PASSAGE:
╭──
Chateau Palmer 1996, 1999, 2000, 2001 & 1985 Chateau Lafite Rothschild
I discover with sudden realisation that my wine-and-dine events have reached a whole new level of experience: small but distinguished group averaging one bottle per head, private room (of course), lofty themes without the need to think twice, food that’s never less than excellent, first-name basis with the entire restaurant staff, dining with the restaurant co-owner and, best of all, everything for just a song. And so it was on 23 March 2011 when I found myself dining with a co-director of the Les Amis group at one of their restaurants, La Strada, over a theme of Ch Palmer vertical that Kieron had come up with. It’s high-class snob, but it feels damn good. Like the Mouton dinner (see Feb 2011), we already knew which vintages of Palmer we’d be drinking, but we left the sommelier to blind and arrange the wines in an order deemed appropriate. For sure, there would be a 1996 (courtesy of YS), 1999, 2000 (Kieron) and 2001 (KG). And guess what? There will be a fifth mystery red as well (courtesy of David). Interesting!
╰──
RECORDS PROVIDED:
╭──
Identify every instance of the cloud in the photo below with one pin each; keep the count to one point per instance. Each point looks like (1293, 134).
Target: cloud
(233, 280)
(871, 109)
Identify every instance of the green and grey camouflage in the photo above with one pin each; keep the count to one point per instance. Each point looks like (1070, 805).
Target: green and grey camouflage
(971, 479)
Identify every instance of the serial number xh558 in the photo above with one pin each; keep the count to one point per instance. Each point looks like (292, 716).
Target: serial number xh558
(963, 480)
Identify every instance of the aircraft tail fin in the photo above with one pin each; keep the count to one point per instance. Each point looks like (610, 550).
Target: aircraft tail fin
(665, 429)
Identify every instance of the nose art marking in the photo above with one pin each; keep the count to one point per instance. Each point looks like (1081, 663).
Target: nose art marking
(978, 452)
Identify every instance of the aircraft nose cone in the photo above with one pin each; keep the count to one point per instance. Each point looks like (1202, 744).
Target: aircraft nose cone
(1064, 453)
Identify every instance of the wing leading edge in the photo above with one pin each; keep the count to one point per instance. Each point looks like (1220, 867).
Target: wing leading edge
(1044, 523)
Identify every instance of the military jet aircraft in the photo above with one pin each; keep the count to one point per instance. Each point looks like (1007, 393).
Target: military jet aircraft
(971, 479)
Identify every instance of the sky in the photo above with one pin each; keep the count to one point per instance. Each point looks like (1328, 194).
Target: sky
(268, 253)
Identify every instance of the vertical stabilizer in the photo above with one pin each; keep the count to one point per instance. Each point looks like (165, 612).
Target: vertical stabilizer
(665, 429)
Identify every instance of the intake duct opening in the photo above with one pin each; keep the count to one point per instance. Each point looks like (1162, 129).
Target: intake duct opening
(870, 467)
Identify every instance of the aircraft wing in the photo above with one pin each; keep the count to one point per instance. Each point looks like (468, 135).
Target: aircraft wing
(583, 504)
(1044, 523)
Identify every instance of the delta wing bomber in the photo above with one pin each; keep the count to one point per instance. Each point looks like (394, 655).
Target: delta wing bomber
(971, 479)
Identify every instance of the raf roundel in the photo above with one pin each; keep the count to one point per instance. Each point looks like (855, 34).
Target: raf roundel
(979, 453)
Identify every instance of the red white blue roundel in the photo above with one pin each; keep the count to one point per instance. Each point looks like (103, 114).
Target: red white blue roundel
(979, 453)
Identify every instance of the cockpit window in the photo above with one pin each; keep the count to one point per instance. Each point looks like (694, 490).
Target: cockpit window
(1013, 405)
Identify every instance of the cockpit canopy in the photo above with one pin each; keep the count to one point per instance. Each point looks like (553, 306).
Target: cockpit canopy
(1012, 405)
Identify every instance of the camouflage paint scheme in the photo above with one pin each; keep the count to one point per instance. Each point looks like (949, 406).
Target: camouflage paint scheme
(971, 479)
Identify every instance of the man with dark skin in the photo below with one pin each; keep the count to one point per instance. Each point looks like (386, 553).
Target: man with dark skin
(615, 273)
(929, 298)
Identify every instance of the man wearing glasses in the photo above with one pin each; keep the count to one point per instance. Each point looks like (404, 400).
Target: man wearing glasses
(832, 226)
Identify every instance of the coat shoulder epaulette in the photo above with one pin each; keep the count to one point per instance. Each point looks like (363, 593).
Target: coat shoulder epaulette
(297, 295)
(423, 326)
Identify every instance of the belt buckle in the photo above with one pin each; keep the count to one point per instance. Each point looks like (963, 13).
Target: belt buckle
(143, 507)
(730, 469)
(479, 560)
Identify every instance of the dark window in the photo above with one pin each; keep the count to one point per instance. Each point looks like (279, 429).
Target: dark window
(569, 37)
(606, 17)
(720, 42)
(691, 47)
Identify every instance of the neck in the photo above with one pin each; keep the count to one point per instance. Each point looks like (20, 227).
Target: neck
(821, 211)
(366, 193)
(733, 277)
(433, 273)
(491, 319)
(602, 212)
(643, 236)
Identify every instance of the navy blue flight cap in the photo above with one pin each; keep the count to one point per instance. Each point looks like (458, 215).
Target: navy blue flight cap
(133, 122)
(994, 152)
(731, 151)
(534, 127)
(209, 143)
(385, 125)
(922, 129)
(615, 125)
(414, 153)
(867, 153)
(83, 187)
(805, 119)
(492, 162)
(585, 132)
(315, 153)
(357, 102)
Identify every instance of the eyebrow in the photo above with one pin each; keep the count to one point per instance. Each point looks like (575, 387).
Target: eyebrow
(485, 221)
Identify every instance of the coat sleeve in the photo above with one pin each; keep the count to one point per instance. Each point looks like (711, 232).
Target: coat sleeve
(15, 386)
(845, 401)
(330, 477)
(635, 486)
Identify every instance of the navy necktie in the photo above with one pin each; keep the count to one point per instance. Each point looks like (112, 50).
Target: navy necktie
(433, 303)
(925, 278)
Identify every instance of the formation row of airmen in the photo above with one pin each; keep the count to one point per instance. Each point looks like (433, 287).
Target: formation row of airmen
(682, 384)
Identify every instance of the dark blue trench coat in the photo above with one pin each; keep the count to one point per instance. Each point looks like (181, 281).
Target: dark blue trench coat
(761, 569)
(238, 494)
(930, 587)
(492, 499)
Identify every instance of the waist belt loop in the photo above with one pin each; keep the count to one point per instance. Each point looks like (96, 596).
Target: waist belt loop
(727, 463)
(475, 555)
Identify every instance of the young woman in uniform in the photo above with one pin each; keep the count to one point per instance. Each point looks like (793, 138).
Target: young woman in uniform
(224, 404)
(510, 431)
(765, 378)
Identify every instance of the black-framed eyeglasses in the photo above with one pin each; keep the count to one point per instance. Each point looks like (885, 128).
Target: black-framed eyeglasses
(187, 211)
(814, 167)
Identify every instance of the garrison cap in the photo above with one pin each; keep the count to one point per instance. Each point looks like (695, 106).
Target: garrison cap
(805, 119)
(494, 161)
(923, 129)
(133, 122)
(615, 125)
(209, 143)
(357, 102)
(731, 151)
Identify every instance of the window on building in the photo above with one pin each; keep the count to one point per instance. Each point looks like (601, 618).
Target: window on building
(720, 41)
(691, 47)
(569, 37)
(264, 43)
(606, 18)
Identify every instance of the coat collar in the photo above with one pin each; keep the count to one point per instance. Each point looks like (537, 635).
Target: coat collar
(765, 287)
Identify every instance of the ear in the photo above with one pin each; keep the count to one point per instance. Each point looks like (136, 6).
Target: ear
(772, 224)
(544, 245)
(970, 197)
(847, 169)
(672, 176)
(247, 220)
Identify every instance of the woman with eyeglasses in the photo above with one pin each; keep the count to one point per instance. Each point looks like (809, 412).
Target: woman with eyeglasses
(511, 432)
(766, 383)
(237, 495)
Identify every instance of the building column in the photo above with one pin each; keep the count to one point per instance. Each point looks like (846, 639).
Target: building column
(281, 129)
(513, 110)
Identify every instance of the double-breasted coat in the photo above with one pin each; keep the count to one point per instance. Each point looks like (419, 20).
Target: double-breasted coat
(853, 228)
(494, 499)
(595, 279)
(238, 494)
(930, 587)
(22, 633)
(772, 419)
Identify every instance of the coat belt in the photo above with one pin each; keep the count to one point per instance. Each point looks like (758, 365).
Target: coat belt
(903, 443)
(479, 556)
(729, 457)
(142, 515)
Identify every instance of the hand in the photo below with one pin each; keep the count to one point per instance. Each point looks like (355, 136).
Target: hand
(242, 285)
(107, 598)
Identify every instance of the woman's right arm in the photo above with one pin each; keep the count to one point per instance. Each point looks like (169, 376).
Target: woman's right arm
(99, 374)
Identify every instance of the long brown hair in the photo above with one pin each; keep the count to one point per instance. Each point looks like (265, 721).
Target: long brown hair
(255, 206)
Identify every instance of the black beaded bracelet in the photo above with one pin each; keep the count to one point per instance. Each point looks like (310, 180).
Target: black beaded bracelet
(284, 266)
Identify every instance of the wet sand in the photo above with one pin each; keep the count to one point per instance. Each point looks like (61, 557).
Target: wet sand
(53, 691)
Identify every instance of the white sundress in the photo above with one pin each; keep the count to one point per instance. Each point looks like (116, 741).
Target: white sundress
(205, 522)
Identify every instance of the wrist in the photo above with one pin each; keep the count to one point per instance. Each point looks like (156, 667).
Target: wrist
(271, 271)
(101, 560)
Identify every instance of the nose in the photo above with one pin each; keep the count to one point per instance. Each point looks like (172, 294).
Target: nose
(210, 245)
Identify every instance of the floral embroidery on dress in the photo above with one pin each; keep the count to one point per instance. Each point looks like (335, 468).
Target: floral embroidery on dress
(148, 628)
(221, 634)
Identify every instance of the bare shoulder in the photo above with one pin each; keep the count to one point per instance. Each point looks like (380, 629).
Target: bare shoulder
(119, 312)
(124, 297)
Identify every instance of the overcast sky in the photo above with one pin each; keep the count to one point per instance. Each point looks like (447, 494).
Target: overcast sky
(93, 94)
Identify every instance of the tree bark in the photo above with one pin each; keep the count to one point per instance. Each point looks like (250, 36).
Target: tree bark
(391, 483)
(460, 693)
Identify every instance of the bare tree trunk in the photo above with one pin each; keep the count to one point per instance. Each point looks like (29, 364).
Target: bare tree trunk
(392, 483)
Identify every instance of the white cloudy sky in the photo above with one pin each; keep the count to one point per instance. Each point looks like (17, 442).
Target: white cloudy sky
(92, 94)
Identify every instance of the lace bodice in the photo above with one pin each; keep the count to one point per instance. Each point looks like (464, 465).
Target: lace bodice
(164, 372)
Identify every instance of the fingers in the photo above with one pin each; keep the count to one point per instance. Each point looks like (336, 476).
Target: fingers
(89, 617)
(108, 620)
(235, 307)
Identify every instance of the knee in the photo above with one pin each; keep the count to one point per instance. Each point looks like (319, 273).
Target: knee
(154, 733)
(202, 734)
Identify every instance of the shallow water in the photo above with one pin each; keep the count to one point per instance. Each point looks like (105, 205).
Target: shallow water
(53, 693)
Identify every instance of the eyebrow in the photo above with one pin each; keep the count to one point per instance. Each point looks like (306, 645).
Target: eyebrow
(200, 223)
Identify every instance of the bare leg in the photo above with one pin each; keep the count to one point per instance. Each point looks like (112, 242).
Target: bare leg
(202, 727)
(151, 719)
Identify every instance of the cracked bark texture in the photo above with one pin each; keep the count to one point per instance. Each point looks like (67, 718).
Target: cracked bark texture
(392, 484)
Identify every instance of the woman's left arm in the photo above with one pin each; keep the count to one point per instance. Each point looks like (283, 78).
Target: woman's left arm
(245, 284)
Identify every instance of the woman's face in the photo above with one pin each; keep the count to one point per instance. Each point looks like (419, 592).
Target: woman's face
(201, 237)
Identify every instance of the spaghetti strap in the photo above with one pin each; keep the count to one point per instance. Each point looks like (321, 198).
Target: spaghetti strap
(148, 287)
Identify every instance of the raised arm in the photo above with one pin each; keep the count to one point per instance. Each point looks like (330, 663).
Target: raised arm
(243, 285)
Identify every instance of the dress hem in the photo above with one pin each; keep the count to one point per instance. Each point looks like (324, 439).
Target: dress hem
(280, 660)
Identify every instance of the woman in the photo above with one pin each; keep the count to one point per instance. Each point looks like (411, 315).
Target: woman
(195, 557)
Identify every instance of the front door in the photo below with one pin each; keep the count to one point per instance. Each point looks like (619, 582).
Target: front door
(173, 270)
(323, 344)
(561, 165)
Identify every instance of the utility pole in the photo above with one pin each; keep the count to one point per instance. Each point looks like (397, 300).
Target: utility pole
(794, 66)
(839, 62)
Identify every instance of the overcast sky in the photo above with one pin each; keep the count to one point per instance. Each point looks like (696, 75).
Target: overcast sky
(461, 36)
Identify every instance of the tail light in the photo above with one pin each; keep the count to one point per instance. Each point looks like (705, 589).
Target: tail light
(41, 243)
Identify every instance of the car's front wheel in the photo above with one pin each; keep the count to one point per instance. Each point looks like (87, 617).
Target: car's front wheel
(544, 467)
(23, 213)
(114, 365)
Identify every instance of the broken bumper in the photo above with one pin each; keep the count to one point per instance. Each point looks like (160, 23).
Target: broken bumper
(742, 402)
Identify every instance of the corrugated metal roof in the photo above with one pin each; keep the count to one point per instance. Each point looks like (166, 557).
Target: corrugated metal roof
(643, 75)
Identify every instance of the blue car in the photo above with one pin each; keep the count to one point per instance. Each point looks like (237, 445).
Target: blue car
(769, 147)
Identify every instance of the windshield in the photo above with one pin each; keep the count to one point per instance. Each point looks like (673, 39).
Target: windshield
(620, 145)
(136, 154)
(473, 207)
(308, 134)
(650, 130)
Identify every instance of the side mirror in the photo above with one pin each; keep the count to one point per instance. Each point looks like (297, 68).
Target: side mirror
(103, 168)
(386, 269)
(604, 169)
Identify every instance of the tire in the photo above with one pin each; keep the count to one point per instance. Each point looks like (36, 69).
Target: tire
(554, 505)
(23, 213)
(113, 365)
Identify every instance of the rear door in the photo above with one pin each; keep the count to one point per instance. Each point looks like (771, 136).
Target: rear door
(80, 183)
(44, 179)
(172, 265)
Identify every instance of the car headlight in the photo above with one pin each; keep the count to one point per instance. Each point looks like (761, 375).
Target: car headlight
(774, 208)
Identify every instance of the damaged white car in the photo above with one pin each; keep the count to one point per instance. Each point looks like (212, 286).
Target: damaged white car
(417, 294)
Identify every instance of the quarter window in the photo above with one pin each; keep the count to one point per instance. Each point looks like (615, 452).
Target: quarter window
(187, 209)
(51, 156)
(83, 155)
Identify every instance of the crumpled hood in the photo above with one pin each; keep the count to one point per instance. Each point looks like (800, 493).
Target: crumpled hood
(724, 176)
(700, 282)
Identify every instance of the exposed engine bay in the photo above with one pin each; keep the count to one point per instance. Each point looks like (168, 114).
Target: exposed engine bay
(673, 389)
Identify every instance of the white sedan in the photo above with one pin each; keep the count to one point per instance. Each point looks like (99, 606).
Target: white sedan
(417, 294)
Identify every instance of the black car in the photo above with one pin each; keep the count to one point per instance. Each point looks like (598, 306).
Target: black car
╰──
REQUIRED TASKS:
A – Answer these questions about the Palmer dinner passage:
(i) On what date did the dinner take place?
(ii) At which restaurant was it held?
(iii) Who supplied the fifth mystery red?
B – Can you reproduce everything in the listing from the line containing "Identify every instance of the white sedan" down to the end of the listing?

FINAL ANSWERS:
A –
(i) 23 March 2011
(ii) La Strada
(iii) David

B –
Identify every instance of the white sedan in the photo above with one pin each; keep the count to one point per instance. Each point looks like (99, 606).
Target: white sedan
(417, 294)
Identify every instance of the black car in the photo above with one pin each; keep the count to one point per instance. Each point looks like (598, 306).
Target: black car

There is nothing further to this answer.